■ EXTRAIT DU DOCUMENT ■
Mais le retard de notre pays ne touche pas que l’offre technologique. Il touche également l’offre cognitive.
Conceptualiser les systèmes d’information, notamment leur gestion, leur sécurité, leurs risques, devient aujourd’hui une tâche complexe, quelles que soient les technologies sous-jacentes. Plusieurs associations interprofessionnelles se penchent sur ces questions. Elles élaborent et maintiennent des corpus de connaissances techniques et managériales. En règle générale, ces associations, indépendantes des constructeurs et des éditeurs de logiciels, proposent des publications méthodologiques, des évènements et des certifications professionnelles.
S’agissant de la SSI, l’ISACA, l’(ISC)² et l’EC-Council sont des associations incontournables. Elles délivrent des certifications en audit IT (CISA), en management de la SSI (CISM), en sécurité technique générale (CISSP et suivants), en tests d’intrusion (CEH et suivants), en analyse post-mortem (CHFI). Bien que de vocation internationale, ces associations demeurent essentiellement américaines. Le DoD participe d’ailleurs lui aussi en proposant depuis quelques années un ensemble de certifications de sécurité réseau (SCNS, SCNP, SCNA).
Le cas de l’ISACA est éclairant. L’Information Systems Audit and Control Association maintient notamment plusieurs référentiels méthodologiques (COBIT, VAL IT, RISK IT). Elle est relayée en France par l’Association Française d’Audit Informatique (AFAI), qui n’a pas de concurrents.

■ ACTIONS À MENER ■
1. Ces affirmations concordent-elles avec l’extrait sur les associations de sécurité informatique ? Répondez par oui ou non à chacune, en citant mot pour mot les termes décisifs : (a) les associations interprofessionnelles sont indépendantes des constructeurs et des éditeurs de logiciels ; (b) l’AFAI a plusieurs concurrents en France ; (c) la certification CHFI porte sur les tests d’intrusion.
2. Recopiez l’extrait sur les associations de sécurité informatique depuis « S’agissant de la » jusqu’à « pas de concurrents. » inclus.

■ DONNÉES FOURNIES ■
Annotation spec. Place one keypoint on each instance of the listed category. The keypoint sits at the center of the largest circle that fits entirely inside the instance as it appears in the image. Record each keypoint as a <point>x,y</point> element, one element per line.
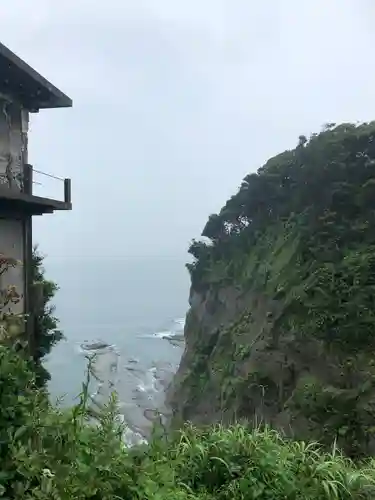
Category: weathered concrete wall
<point>13,142</point>
<point>12,245</point>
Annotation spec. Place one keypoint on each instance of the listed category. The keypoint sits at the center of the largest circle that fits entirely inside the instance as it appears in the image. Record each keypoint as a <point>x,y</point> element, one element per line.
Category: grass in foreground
<point>51,454</point>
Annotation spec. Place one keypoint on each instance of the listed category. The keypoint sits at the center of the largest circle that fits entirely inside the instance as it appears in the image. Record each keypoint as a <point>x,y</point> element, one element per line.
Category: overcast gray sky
<point>175,101</point>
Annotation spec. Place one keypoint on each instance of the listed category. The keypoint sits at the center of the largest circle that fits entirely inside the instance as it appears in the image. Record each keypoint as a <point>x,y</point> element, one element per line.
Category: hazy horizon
<point>175,102</point>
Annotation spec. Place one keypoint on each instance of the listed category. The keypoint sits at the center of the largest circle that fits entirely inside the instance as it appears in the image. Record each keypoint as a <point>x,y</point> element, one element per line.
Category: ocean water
<point>130,314</point>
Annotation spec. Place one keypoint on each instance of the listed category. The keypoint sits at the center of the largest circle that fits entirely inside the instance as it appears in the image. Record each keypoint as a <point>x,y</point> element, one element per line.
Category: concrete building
<point>22,91</point>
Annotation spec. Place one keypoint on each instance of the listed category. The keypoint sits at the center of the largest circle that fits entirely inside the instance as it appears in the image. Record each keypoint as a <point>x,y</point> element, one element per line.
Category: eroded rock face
<point>238,365</point>
<point>281,324</point>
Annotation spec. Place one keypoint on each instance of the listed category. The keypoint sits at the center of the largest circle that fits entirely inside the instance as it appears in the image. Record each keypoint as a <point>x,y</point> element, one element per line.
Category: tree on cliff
<point>300,233</point>
<point>46,332</point>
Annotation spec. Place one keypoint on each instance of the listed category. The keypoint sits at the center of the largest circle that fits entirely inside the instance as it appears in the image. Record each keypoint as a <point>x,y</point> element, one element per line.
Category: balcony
<point>17,192</point>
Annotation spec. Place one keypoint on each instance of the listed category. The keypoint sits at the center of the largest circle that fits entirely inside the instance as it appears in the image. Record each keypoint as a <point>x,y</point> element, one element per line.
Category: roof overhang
<point>20,81</point>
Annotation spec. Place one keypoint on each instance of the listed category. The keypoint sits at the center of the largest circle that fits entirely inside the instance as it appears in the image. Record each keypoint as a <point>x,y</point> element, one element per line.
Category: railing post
<point>67,191</point>
<point>27,179</point>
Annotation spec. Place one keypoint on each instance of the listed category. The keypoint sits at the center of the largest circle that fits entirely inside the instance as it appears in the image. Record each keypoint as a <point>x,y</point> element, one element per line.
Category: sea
<point>127,314</point>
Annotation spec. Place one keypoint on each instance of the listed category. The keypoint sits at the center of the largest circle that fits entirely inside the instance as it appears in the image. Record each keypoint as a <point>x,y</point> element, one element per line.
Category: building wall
<point>13,142</point>
<point>12,245</point>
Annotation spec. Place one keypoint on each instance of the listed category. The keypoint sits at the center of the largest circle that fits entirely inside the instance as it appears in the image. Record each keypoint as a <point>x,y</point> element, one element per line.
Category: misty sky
<point>175,101</point>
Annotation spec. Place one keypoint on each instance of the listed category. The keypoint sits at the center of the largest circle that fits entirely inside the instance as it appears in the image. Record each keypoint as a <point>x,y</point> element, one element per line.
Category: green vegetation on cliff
<point>46,332</point>
<point>49,454</point>
<point>294,253</point>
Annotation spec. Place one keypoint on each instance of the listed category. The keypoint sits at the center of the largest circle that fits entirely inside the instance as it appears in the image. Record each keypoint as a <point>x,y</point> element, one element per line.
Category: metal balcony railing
<point>24,181</point>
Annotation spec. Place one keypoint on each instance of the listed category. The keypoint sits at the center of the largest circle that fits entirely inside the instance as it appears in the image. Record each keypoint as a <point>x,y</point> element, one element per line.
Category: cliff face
<point>281,320</point>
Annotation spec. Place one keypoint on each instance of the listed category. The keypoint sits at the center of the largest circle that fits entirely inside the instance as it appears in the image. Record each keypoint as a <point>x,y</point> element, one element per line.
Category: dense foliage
<point>299,235</point>
<point>46,332</point>
<point>48,454</point>
<point>325,190</point>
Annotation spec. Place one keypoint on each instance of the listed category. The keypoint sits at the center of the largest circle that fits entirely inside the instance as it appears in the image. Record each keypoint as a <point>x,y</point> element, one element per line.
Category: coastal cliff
<point>280,328</point>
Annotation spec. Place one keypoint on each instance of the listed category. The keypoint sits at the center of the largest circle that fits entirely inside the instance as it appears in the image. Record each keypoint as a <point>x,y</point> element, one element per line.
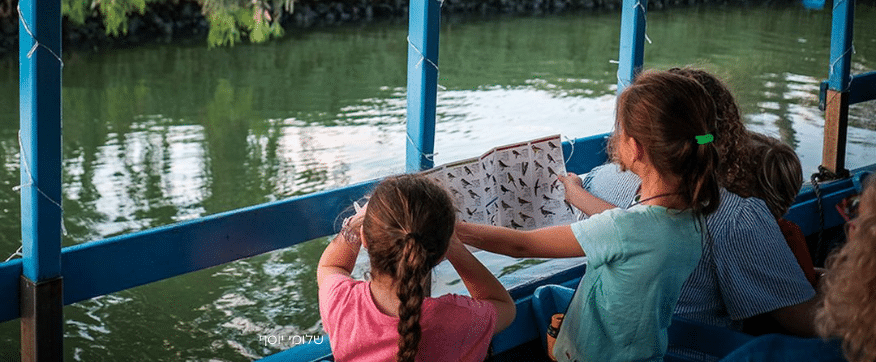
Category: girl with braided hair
<point>407,228</point>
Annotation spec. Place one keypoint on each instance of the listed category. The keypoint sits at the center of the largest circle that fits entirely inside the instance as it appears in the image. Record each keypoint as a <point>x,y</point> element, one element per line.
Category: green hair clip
<point>706,138</point>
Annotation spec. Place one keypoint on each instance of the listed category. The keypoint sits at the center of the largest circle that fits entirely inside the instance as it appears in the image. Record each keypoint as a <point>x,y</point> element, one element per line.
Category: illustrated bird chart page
<point>513,186</point>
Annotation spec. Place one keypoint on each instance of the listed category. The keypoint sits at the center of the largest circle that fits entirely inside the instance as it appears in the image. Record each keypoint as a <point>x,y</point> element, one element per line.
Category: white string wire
<point>428,156</point>
<point>36,43</point>
<point>833,63</point>
<point>644,17</point>
<point>423,58</point>
<point>16,253</point>
<point>30,182</point>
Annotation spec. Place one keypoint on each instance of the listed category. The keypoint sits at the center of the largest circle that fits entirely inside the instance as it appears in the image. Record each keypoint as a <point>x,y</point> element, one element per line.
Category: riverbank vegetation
<point>95,24</point>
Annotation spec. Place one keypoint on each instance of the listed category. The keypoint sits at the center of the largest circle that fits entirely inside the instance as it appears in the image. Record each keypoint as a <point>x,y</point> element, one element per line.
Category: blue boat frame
<point>100,267</point>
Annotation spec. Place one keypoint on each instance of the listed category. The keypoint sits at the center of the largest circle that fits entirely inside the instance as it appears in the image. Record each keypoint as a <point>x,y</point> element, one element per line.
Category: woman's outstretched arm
<point>580,198</point>
<point>550,242</point>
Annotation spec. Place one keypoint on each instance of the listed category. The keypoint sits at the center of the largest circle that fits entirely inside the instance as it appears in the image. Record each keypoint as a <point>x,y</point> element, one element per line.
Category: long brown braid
<point>407,228</point>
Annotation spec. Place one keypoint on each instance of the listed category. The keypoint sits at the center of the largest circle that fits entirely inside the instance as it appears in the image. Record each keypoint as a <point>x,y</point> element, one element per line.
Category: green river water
<point>166,133</point>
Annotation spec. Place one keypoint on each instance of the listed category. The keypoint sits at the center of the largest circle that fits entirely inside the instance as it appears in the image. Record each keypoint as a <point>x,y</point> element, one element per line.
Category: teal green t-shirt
<point>637,260</point>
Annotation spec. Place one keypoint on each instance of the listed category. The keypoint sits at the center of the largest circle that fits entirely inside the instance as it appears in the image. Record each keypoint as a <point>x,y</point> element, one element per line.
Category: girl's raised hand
<point>571,183</point>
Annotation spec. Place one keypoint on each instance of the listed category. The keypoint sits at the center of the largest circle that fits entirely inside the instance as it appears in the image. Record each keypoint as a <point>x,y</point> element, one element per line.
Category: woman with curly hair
<point>746,269</point>
<point>846,320</point>
<point>849,309</point>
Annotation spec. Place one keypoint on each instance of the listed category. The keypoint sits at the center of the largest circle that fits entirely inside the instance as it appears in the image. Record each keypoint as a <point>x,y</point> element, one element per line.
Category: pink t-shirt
<point>454,327</point>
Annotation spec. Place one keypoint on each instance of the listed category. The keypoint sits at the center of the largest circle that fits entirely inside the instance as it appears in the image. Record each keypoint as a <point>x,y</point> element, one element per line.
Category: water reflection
<point>167,133</point>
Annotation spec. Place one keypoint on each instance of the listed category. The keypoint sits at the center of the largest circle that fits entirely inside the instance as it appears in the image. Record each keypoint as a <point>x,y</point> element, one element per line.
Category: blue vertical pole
<point>40,135</point>
<point>632,42</point>
<point>842,26</point>
<point>423,28</point>
<point>836,116</point>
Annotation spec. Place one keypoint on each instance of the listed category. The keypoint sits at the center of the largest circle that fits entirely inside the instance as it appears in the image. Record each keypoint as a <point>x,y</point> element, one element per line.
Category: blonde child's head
<point>849,304</point>
<point>407,228</point>
<point>778,171</point>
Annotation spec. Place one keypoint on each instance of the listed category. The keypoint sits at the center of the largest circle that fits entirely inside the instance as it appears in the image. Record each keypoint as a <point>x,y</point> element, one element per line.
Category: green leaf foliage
<point>229,20</point>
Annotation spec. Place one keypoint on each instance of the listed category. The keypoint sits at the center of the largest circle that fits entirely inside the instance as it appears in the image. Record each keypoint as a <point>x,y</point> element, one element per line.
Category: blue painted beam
<point>862,88</point>
<point>632,42</point>
<point>122,262</point>
<point>10,272</point>
<point>842,26</point>
<point>40,137</point>
<point>110,265</point>
<point>423,28</point>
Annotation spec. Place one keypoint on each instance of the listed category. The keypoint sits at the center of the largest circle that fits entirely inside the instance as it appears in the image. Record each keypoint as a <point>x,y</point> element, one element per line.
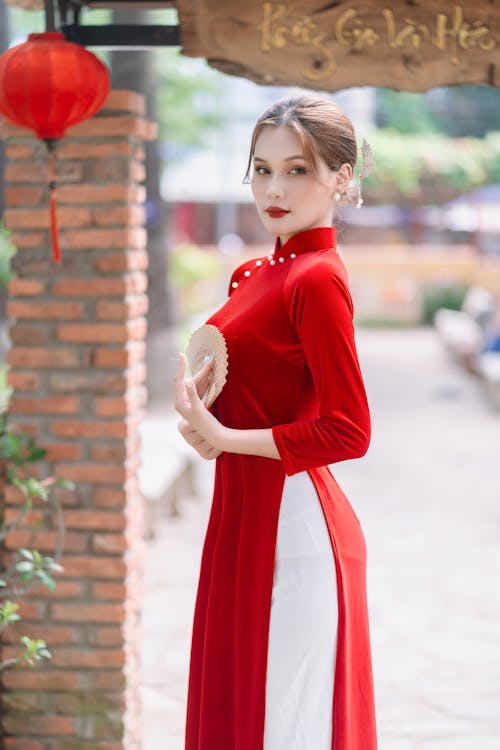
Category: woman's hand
<point>193,438</point>
<point>202,429</point>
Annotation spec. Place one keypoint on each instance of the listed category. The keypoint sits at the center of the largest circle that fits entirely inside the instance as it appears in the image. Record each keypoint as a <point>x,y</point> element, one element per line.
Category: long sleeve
<point>321,312</point>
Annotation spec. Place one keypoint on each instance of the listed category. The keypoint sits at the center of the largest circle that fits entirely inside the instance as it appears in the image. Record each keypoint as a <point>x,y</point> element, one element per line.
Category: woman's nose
<point>275,188</point>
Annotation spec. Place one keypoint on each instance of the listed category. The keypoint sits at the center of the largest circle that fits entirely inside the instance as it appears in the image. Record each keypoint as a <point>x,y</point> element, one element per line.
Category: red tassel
<point>56,250</point>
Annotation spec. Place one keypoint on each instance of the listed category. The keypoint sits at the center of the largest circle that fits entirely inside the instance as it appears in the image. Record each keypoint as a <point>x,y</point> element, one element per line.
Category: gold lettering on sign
<point>350,32</point>
<point>299,29</point>
<point>449,33</point>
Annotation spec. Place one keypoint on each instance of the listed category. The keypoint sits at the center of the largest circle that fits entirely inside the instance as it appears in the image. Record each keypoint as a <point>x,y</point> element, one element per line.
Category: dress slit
<point>303,625</point>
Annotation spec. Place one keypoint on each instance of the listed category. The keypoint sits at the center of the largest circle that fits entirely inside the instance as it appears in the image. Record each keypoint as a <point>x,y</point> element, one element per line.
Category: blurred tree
<point>454,111</point>
<point>465,110</point>
<point>4,43</point>
<point>404,111</point>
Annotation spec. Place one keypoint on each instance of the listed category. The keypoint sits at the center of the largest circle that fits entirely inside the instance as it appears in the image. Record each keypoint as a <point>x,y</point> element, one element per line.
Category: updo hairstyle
<point>324,130</point>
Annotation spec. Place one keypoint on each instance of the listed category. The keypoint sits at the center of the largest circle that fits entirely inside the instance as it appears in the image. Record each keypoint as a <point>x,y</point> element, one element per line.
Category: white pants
<point>303,627</point>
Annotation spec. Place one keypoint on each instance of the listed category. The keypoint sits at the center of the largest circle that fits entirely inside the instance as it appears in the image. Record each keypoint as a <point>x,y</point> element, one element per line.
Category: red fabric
<point>292,367</point>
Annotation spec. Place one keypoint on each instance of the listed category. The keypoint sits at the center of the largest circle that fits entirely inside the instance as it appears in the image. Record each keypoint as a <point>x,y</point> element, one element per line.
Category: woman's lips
<point>276,213</point>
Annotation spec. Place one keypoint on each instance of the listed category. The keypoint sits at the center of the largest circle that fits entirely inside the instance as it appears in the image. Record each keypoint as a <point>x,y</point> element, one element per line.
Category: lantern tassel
<point>56,250</point>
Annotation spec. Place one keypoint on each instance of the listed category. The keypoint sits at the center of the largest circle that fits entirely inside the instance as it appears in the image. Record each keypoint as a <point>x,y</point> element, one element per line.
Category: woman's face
<point>282,179</point>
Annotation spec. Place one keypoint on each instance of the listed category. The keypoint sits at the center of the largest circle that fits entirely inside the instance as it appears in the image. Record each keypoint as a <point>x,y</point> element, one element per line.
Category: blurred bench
<point>464,334</point>
<point>166,471</point>
<point>488,368</point>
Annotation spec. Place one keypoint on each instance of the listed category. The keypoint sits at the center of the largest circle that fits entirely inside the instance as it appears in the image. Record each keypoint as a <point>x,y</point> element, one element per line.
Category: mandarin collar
<point>319,238</point>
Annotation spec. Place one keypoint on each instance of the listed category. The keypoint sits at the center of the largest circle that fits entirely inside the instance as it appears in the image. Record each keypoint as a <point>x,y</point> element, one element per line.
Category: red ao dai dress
<point>280,655</point>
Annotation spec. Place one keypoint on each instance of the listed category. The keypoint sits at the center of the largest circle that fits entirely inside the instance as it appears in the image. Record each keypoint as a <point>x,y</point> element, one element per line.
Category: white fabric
<point>303,627</point>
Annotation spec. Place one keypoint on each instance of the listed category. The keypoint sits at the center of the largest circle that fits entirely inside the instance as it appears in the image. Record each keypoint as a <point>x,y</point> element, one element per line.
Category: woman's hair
<point>322,126</point>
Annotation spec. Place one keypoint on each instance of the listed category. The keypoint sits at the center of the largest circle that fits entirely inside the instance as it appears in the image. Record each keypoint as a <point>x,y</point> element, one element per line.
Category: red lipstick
<point>275,212</point>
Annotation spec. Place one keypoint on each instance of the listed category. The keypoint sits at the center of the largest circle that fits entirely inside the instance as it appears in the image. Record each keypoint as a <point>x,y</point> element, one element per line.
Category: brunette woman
<point>280,656</point>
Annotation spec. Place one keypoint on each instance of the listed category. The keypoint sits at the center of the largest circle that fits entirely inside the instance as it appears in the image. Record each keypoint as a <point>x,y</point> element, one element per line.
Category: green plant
<point>29,567</point>
<point>441,295</point>
<point>7,250</point>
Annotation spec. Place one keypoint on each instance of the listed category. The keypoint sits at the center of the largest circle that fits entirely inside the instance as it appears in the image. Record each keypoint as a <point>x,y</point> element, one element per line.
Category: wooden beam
<point>333,45</point>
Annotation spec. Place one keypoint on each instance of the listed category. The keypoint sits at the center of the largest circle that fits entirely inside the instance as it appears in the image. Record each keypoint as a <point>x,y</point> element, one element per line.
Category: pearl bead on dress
<point>258,263</point>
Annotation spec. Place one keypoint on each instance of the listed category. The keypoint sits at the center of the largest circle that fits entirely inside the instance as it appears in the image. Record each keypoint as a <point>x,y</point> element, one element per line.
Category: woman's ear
<point>344,176</point>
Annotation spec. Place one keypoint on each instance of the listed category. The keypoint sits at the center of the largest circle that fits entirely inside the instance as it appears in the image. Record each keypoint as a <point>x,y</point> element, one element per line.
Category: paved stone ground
<point>428,497</point>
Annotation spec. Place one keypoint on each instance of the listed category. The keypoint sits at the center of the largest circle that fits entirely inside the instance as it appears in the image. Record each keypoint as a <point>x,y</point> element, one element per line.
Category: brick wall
<point>77,365</point>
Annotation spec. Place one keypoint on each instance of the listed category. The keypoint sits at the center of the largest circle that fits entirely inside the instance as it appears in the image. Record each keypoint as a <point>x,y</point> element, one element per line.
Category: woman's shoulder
<point>239,272</point>
<point>316,268</point>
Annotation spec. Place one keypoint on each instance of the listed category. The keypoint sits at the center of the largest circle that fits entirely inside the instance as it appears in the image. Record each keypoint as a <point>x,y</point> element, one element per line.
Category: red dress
<point>293,366</point>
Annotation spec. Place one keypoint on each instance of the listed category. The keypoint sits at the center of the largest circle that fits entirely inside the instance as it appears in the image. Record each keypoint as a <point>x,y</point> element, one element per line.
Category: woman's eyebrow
<point>288,158</point>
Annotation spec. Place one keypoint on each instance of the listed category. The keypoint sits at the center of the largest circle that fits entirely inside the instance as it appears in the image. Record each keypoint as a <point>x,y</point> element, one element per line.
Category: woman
<point>280,656</point>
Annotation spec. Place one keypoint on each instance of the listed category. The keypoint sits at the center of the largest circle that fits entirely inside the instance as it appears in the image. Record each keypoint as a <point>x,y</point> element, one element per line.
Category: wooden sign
<point>404,44</point>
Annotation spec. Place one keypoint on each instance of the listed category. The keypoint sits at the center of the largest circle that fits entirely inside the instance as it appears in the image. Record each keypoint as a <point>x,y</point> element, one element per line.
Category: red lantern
<point>48,84</point>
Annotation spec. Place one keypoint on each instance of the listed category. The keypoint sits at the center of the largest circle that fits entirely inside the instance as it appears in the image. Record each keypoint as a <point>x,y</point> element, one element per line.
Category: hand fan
<point>205,342</point>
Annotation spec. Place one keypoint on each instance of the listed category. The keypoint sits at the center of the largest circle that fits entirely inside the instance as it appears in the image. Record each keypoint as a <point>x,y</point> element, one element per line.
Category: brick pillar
<point>77,365</point>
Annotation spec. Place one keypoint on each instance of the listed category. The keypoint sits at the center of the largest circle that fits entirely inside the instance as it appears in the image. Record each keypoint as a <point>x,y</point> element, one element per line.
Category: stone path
<point>428,497</point>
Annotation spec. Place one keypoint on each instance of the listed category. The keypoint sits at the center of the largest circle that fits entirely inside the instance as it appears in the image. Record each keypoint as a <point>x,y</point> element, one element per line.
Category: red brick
<point>121,406</point>
<point>126,237</point>
<point>89,150</point>
<point>28,427</point>
<point>31,335</point>
<point>99,287</point>
<point>53,635</point>
<point>94,519</point>
<point>113,591</point>
<point>45,540</point>
<point>94,567</point>
<point>89,381</point>
<point>26,172</point>
<point>109,680</point>
<point>104,497</point>
<point>15,743</point>
<point>98,429</point>
<point>38,725</point>
<point>93,473</point>
<point>45,405</point>
<point>63,451</point>
<point>29,240</point>
<point>32,610</point>
<point>109,544</point>
<point>26,287</point>
<point>109,452</point>
<point>107,636</point>
<point>99,333</point>
<point>38,680</point>
<point>134,215</point>
<point>115,170</point>
<point>130,308</point>
<point>23,381</point>
<point>24,195</point>
<point>31,218</point>
<point>134,260</point>
<point>114,126</point>
<point>87,659</point>
<point>113,613</point>
<point>47,310</point>
<point>19,151</point>
<point>98,194</point>
<point>37,357</point>
<point>134,352</point>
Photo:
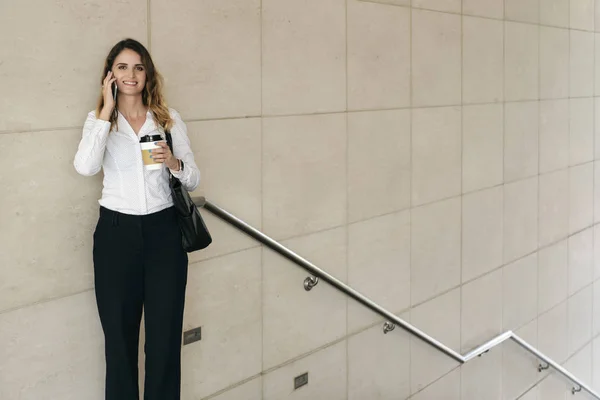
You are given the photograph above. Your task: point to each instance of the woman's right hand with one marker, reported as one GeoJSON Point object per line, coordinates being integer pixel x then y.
{"type": "Point", "coordinates": [109, 101]}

■ RÉPONSES PAR TÂCHE ■
1.
(a) Oui : « indépendantes des constructeurs et des éditeurs de logiciels ».
(b) Non : « qui n’a pas de concurrents ».
(c) Non : « en analyse post-mortem (CHFI) ».

2.
S’agissant de la SSI, l’ISACA, l’(ISC)² et l’EC-Council sont des associations incontournables. Elles délivrent des certifications en audit IT (CISA), en management de la SSI (CISM), en sécurité technique générale (CISSP et suivants), en tests d’intrusion (CEH et suivants), en analyse post-mortem (CHFI). Bien que de vocation internationale, ces associations demeurent essentiellement américaines. Le DoD participe d’ailleurs lui aussi en proposant depuis quelques années un ensemble de certifications de sécurité réseau (SCNS, SCNP, SCNA).
Le cas de l’ISACA est éclairant. L’Information Systems Audit and Control Association maintient notamment plusieurs référentiels méthodologiques (COBIT, VAL IT, RISK IT). Elle est relayée en France par l’Association Française d’Audit Informatique (AFAI), qui n’a pas de concurrents.